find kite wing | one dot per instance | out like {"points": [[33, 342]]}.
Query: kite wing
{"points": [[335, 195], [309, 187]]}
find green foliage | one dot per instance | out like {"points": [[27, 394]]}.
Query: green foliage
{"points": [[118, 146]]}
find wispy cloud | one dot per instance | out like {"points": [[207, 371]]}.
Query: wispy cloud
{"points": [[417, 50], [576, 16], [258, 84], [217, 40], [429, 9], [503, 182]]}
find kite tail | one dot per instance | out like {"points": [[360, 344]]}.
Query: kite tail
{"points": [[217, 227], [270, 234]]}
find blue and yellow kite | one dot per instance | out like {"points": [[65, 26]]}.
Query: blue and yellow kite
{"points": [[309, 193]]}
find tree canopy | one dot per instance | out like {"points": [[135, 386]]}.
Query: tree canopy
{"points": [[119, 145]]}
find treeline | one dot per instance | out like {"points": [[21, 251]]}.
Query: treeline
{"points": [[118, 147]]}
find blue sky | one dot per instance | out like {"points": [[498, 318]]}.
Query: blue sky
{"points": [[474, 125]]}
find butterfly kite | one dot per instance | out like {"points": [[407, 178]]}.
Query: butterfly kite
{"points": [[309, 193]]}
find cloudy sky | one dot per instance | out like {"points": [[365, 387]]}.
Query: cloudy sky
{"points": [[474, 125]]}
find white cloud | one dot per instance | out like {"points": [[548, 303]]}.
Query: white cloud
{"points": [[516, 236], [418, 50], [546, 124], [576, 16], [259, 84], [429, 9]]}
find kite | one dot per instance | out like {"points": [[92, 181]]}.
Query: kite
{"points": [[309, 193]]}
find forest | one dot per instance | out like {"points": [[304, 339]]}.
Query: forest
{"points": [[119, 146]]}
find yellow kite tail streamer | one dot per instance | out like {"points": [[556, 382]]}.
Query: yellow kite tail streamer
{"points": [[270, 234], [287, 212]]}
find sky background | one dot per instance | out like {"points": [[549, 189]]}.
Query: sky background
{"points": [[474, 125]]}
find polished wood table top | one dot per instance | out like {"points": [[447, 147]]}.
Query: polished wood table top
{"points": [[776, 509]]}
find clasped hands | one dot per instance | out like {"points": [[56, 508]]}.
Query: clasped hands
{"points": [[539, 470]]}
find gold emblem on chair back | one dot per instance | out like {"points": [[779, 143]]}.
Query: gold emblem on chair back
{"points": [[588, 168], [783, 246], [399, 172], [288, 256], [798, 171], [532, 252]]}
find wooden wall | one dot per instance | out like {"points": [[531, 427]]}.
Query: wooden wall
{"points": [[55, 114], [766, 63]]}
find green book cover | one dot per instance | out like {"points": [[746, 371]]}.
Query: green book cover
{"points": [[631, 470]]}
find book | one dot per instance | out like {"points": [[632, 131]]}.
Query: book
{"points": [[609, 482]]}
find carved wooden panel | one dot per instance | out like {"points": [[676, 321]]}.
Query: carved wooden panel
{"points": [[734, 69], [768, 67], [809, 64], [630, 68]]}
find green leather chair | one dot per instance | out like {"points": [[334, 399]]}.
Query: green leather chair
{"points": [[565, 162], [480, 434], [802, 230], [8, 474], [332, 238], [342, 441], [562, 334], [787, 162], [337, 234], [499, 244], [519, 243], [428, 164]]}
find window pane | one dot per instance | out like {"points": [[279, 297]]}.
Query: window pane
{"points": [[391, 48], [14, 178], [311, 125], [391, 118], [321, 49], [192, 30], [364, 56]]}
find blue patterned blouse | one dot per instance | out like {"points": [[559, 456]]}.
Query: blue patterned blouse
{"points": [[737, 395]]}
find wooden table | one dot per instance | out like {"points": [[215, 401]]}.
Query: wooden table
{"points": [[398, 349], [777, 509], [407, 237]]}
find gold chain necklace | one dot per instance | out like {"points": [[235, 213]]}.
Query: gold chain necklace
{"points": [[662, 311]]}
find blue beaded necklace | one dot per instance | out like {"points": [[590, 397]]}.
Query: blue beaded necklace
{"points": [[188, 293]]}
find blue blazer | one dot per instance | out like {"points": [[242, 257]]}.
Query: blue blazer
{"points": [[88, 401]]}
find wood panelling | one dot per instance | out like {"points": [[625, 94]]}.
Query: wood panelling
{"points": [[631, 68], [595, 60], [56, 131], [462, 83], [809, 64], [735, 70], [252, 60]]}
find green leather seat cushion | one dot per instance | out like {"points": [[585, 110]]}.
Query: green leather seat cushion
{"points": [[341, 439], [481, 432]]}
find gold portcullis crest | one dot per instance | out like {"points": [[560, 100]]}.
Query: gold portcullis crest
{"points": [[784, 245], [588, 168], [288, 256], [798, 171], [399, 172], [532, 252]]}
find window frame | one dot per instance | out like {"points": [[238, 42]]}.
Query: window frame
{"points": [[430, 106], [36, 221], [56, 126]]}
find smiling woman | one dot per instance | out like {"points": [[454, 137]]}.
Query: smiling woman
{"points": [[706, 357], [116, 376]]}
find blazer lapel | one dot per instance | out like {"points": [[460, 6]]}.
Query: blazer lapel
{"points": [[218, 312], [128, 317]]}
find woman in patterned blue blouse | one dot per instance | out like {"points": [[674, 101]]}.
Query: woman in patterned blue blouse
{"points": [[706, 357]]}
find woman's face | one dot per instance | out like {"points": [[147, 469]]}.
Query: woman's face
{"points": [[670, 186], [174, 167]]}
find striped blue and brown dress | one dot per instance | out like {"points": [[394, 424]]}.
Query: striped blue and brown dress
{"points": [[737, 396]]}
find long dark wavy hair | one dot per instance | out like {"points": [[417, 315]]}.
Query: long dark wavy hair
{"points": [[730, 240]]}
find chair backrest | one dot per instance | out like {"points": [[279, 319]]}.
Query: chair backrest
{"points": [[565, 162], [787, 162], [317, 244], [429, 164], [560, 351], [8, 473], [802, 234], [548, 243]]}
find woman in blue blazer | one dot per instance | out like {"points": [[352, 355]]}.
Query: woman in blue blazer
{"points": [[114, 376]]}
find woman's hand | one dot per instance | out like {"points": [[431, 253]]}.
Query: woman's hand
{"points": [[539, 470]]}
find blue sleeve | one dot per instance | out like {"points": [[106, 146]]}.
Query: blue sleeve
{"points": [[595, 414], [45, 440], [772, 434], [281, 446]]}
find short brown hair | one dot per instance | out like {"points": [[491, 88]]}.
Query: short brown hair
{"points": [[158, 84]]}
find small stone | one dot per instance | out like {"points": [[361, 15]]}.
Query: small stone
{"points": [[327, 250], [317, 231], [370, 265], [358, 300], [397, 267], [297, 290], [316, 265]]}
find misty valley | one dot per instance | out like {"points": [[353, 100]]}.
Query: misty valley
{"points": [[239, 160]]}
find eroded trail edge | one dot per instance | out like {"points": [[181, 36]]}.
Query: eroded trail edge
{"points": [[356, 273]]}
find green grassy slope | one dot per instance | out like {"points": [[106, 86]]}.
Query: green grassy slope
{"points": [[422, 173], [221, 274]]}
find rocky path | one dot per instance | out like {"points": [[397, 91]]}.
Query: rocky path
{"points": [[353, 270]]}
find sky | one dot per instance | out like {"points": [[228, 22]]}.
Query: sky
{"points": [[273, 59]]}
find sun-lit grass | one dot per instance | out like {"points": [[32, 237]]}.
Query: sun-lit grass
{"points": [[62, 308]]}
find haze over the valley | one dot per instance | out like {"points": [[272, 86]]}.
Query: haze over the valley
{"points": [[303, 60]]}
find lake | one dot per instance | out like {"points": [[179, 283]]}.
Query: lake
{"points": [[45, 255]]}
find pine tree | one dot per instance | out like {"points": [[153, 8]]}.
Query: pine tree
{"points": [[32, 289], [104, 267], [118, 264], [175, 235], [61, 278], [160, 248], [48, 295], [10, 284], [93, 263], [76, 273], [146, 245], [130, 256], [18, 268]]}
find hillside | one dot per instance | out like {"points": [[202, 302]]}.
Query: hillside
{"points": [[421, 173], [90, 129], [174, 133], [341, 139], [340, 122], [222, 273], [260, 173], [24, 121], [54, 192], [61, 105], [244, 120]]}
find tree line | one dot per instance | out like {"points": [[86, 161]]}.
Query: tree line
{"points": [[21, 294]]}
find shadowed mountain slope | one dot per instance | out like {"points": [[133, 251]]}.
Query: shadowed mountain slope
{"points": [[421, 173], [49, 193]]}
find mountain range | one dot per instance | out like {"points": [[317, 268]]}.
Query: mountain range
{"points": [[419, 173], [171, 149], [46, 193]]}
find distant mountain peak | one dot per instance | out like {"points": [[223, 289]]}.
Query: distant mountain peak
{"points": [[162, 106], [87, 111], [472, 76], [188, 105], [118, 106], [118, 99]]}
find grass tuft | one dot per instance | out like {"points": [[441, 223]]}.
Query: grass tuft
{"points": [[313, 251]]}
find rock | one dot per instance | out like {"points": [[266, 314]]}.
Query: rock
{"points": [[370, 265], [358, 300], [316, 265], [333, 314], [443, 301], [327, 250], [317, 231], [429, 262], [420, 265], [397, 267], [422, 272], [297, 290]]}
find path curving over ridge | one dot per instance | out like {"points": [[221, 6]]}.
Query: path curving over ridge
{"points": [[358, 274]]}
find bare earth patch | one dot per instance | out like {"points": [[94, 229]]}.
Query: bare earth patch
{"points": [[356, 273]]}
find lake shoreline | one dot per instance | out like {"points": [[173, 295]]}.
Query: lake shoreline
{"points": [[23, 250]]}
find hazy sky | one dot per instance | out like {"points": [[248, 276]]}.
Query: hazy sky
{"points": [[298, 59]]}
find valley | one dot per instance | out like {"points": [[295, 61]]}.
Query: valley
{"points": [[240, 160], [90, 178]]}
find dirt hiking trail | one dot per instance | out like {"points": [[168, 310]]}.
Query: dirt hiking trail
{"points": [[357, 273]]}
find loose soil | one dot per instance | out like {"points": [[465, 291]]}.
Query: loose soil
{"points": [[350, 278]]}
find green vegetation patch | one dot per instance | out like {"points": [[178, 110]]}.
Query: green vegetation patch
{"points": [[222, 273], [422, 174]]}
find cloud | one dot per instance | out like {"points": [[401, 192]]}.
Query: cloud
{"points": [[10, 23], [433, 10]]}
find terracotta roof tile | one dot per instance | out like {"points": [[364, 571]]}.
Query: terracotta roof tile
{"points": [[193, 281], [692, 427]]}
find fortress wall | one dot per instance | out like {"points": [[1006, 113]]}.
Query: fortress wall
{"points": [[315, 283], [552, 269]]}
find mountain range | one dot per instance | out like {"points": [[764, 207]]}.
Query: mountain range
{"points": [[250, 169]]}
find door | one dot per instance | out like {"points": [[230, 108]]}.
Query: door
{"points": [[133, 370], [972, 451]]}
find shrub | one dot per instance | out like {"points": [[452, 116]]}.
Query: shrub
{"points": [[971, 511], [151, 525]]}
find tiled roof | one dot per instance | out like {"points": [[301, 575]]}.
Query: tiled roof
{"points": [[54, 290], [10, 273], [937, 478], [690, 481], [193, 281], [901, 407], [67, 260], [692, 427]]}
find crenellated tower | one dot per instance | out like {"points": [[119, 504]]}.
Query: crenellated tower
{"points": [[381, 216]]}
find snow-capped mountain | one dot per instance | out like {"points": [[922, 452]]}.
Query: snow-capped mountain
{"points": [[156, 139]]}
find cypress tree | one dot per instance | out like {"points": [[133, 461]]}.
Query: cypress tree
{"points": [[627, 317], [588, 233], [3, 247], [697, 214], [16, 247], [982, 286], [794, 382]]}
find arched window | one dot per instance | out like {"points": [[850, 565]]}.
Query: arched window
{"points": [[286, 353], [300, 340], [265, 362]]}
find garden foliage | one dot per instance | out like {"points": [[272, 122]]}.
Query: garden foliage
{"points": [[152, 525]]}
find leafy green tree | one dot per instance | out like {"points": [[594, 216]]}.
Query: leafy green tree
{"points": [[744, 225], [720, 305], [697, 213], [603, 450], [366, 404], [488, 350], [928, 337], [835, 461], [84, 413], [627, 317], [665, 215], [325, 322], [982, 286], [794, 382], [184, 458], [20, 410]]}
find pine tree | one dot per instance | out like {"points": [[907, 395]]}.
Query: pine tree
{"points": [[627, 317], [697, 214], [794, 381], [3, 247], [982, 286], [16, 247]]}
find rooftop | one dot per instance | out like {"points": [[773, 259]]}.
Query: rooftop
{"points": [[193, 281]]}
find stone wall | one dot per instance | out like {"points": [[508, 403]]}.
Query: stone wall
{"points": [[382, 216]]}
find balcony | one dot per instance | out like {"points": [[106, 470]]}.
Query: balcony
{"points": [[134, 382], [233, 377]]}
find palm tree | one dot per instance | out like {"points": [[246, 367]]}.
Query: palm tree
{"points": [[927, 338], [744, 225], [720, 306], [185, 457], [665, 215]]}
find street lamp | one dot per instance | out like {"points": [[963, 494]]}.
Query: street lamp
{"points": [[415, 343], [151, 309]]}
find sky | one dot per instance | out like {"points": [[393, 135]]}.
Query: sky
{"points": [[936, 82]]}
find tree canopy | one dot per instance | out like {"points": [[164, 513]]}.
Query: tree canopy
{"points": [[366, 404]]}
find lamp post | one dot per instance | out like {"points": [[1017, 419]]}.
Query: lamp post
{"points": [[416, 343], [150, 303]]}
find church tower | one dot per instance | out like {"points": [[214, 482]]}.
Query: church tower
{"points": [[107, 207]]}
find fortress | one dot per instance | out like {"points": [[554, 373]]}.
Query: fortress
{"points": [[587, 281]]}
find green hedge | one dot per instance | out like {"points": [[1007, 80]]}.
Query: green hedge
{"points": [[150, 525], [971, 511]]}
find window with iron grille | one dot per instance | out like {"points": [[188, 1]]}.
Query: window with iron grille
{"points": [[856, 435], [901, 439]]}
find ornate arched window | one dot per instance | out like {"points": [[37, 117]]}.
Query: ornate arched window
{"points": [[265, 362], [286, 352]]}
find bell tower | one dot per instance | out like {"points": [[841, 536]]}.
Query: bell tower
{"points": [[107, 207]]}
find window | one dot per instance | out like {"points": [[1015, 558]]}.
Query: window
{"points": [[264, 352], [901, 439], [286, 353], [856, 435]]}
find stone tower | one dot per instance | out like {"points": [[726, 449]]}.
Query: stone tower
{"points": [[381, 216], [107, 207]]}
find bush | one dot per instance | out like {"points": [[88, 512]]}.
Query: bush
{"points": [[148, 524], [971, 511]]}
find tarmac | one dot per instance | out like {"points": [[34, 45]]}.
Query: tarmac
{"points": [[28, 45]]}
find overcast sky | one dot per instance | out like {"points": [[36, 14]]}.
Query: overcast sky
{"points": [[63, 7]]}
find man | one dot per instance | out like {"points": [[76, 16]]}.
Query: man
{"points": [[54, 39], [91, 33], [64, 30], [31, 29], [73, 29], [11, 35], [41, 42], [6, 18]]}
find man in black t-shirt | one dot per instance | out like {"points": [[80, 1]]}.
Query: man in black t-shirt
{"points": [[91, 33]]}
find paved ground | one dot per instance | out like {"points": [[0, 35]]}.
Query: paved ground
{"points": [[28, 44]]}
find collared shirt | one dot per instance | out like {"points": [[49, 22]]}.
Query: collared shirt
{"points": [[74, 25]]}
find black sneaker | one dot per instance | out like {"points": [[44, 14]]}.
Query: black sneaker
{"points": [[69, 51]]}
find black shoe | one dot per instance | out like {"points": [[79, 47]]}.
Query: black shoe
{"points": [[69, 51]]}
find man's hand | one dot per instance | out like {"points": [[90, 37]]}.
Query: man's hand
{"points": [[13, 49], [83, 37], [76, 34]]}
▬▬▬▬▬▬
THE PROBLEM -> In the material above, transcribe exactly the lines beginning at the one with "Query: polished wood table top" and ending at the one with "find carved wooden", both included.

EXERCISE ANSWER ->
Query: polished wood table top
{"points": [[776, 509]]}
find clasped hands | one dot per instance | out like {"points": [[56, 508]]}.
Query: clasped hands
{"points": [[539, 470]]}
find gold emblem on chair back | one dot per instance | out like {"points": [[779, 143]]}.
Query: gold emblem on chair back
{"points": [[588, 168], [783, 246], [399, 172], [288, 256], [798, 171], [532, 252]]}
find wooden wall | one dot per instance | out like {"points": [[531, 427]]}.
Query: wooden wall
{"points": [[55, 114], [766, 63]]}
find green book cover | one dot per instance | out like {"points": [[746, 371]]}.
Query: green book cover
{"points": [[631, 470]]}
find book | one dot per instance | out like {"points": [[632, 131]]}.
Query: book
{"points": [[609, 482]]}
find carved wooden panel | one dot per instance | out like {"points": [[676, 321]]}.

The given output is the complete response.